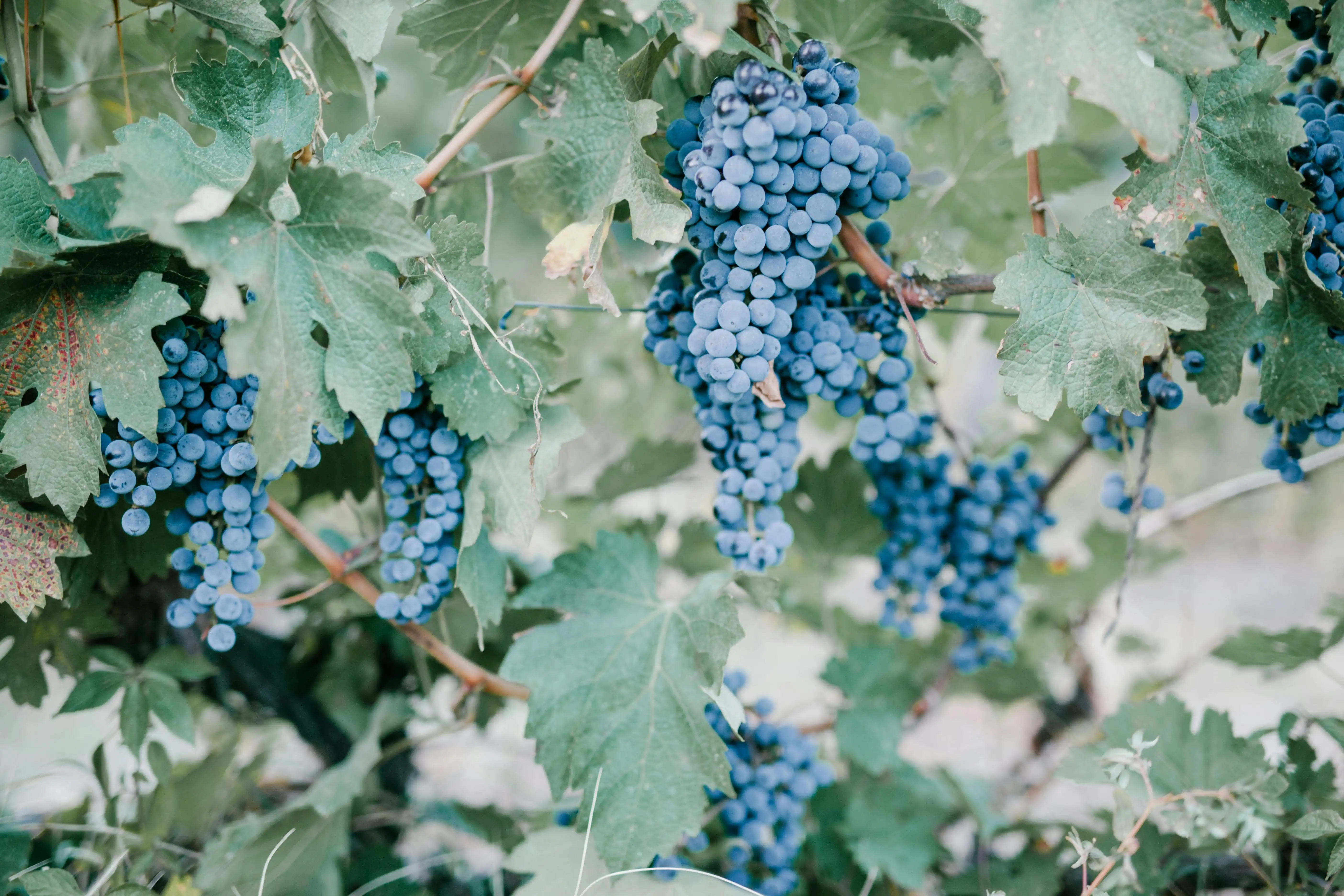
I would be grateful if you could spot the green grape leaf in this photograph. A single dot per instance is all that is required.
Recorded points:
(507, 484)
(1232, 324)
(480, 578)
(595, 158)
(827, 511)
(359, 25)
(1182, 760)
(1092, 307)
(1252, 15)
(52, 882)
(458, 246)
(57, 632)
(245, 19)
(30, 543)
(881, 684)
(931, 26)
(892, 825)
(475, 401)
(975, 195)
(389, 164)
(462, 34)
(25, 199)
(646, 465)
(1124, 56)
(1277, 651)
(1314, 825)
(168, 182)
(308, 271)
(1233, 155)
(643, 667)
(1303, 370)
(62, 328)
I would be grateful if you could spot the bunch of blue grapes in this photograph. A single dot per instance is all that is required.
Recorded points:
(1305, 25)
(976, 531)
(753, 447)
(203, 451)
(759, 833)
(768, 167)
(423, 476)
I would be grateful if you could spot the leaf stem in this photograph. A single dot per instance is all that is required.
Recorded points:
(467, 671)
(1036, 198)
(504, 97)
(29, 120)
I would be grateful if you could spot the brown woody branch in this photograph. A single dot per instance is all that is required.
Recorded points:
(917, 292)
(468, 672)
(522, 81)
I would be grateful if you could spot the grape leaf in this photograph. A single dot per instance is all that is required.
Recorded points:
(458, 246)
(504, 482)
(976, 190)
(1107, 50)
(480, 577)
(1277, 651)
(931, 26)
(595, 158)
(245, 19)
(30, 543)
(1207, 760)
(359, 25)
(1233, 155)
(1092, 308)
(25, 201)
(1303, 370)
(646, 465)
(312, 269)
(61, 328)
(1232, 326)
(168, 182)
(1252, 15)
(893, 824)
(627, 661)
(389, 164)
(881, 684)
(462, 34)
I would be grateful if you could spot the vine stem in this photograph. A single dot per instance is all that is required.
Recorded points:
(29, 120)
(467, 671)
(504, 97)
(1036, 198)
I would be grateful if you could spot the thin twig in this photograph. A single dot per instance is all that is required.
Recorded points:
(1136, 512)
(504, 97)
(467, 671)
(1036, 199)
(1068, 464)
(487, 170)
(122, 52)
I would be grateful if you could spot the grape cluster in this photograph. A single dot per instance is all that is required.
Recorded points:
(423, 475)
(768, 167)
(753, 447)
(203, 451)
(975, 530)
(1304, 25)
(757, 835)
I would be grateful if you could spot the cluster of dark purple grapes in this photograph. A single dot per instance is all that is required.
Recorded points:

EXERCISE DETAILS – Put every line of the records above into a numbered list, skipping any blank lines. Leave the pictures out.

ANSWER BELOW –
1. I would be grateful if you could spot the green grape leaf in this photograph. A single dot per instance is all that is required.
2. Recorded points:
3. (507, 484)
4. (1232, 324)
5. (480, 578)
6. (595, 158)
7. (827, 511)
8. (359, 25)
9. (1182, 760)
10. (1092, 307)
11. (1252, 15)
12. (52, 882)
13. (458, 246)
14. (57, 632)
15. (245, 19)
16. (30, 543)
17. (881, 684)
18. (931, 26)
19. (892, 825)
20. (475, 401)
21. (975, 195)
22. (389, 164)
23. (462, 34)
24. (25, 199)
25. (646, 465)
26. (1124, 56)
27. (1277, 651)
28. (1314, 825)
29. (168, 182)
30. (308, 271)
31. (1233, 155)
32. (643, 667)
33. (1303, 370)
34. (62, 328)
35. I would be grateful if you could spot the bunch of blue grapes in this photograph. A single dot per instance is all that is required.
36. Recorded points:
37. (1305, 25)
38. (976, 531)
39. (753, 447)
40. (203, 451)
41. (759, 833)
42. (768, 167)
43. (423, 476)
44. I would be grateful if you could spot the leaf stem in this photograph. A single dot per instance is all that is required.
45. Recorded points:
46. (467, 671)
47. (1036, 198)
48. (504, 97)
49. (29, 120)
50. I would be grateful if you could spot the brown woody branch in this photograph. A single dot per instance is all that is required.
51. Recorded points:
52. (917, 292)
53. (468, 672)
54. (522, 81)
55. I would be grateful if you could spot the grape leaf in this photograph. A single dot per instance is all that is required.
56. Recorded points:
57. (458, 246)
58. (504, 482)
59. (976, 190)
60. (1107, 50)
61. (480, 577)
62. (1277, 651)
63. (931, 26)
64. (595, 158)
65. (245, 19)
66. (30, 543)
67. (1207, 760)
68. (359, 25)
69. (1233, 155)
70. (1092, 308)
71. (25, 201)
72. (1303, 370)
73. (646, 465)
74. (312, 269)
75. (61, 328)
76. (1232, 326)
77. (168, 182)
78. (1252, 15)
79. (893, 824)
80. (627, 661)
81. (389, 164)
82. (881, 684)
83. (462, 34)
84. I would be grateful if you could spot the vine stem in this photograph. A single dot per instance is all that is required.
85. Recorded points:
86. (29, 120)
87. (467, 671)
88. (504, 97)
89. (1036, 198)
90. I would be grateful if you could spot the thin twig in this photograph. A single dot per instance is all that is required.
91. Recorded points:
92. (1136, 512)
93. (504, 97)
94. (467, 671)
95. (1036, 199)
96. (1068, 464)
97. (487, 170)
98. (122, 52)
99. I would be grateful if you could spot the grape cluster in this photograph. A single dot per instance is all that is required.
100. Recorded points:
101. (423, 475)
102. (768, 167)
103. (753, 447)
104. (203, 451)
105. (975, 530)
106. (1304, 25)
107. (757, 835)
108. I would be grateful if you could spot the cluster of dark purple grapes in this photograph. A single dot per instance is all that is required.
109. Recorded points:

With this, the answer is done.